** start **
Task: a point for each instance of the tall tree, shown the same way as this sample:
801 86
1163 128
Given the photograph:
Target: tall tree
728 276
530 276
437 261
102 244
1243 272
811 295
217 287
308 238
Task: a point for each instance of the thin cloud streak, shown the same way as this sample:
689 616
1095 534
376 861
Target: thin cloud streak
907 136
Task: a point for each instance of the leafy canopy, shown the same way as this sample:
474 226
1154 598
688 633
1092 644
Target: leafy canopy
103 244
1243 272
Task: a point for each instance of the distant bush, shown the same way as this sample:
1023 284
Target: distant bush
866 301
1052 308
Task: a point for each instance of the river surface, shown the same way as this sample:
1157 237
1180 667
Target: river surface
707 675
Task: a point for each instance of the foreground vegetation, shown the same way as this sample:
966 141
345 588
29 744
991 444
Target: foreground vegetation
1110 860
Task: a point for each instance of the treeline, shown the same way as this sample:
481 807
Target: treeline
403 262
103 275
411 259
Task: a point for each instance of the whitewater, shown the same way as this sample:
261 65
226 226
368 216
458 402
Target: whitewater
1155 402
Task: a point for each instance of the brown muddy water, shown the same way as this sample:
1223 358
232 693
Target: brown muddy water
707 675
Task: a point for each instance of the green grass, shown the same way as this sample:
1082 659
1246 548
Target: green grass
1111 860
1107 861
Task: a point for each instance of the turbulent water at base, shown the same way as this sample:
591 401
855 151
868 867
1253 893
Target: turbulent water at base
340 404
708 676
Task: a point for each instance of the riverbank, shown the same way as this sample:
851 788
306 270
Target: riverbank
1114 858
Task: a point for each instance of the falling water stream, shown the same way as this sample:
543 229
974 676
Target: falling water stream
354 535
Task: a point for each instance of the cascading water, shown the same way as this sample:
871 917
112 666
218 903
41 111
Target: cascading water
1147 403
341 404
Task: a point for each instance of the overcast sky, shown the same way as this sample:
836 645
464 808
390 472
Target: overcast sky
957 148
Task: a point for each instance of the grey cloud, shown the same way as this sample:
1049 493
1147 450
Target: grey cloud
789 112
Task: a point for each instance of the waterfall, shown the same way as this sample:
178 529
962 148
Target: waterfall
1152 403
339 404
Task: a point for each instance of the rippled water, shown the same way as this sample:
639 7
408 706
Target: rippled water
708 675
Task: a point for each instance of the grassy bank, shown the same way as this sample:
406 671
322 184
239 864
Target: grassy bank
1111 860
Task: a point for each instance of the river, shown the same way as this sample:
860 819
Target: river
** end **
To be done
Rewrite all the rows above, changing every "shown the same way as this sample" to "formatted like this sample" and keeping everything else the same.

Result of the exercise
Task: a point for each instance of the tall tree, formatted like this sample:
801 86
1163 128
Given the photograph:
Target: tall tree
728 276
530 276
437 261
102 244
1243 272
811 295
217 287
308 238
Task: a point for each instance of the thin cloud streak, formatted like this sample:
689 616
1095 534
376 861
Target: thin cloud streak
907 136
Task: a point for each instance of the leafy canopy, formatted like this sample:
474 226
1154 598
688 633
1092 644
Target: leafy canopy
103 244
1243 272
Task: a point for each instance of the distant bush, formatted like this sample:
1023 284
Target: distant bush
866 301
1052 308
Task: a point for each instance of the river surface, formatted like this sample:
1157 237
1180 667
Target: river surface
707 675
Task: a point for each instance of the foreground vegetation, formatted like this sample:
966 141
345 588
29 744
991 444
Target: foreground vegetation
1110 860
Task: a point for each instance of the treeline, formatted like this sample:
481 807
Target: treeline
403 262
103 275
411 259
Task: a point for each instance of the whitewater, formatted like this sample:
261 65
226 226
368 216
458 402
Target: whitewater
1155 402
Task: a point for each instance of the brown muddy water, formatted like this sample:
1223 358
232 693
Target: brown muddy water
707 675
Task: a point for each instance of the green grass, formatted like this sample:
1082 659
1246 548
Target: green grass
1111 860
1107 861
Task: a point for each instance of the turbulent water at base, formatted like this sample:
591 401
855 151
868 867
1253 893
Target: turbulent water at base
340 404
708 676
Task: a point for each instance of the riverbank, formatted like this sample:
851 788
306 270
Target: riverbank
1114 858
Task: a point for each instance of the falling water stream, formatted like this sample:
543 229
974 676
Target: falling water stream
354 535
Task: a point for each instance of the cascading water, formatted like this sample:
871 917
112 666
218 903
41 111
Target: cascading water
1147 403
341 404
Task: a point for each instance of the overcast sky, formatted like this sample:
836 645
464 808
390 472
Target: overcast sky
957 148
Task: a point for each instance of the grey cloud, formatted like this sample:
1049 493
1147 450
Target: grey cloud
789 112
Task: a point for each instance of the waterfall, formatted like this sample:
178 529
962 148
Target: waterfall
1152 403
339 404
Task: a point for each instance of the rippled water, formatted like this sample:
639 7
408 706
Target: rippled water
708 675
Task: a point for each instance of the grassy bank, formatted like this sample:
406 671
322 184
239 864
Target: grassy bank
1111 860
Task: a point for each instance of the river, formatted like this sample:
860 819
Target: river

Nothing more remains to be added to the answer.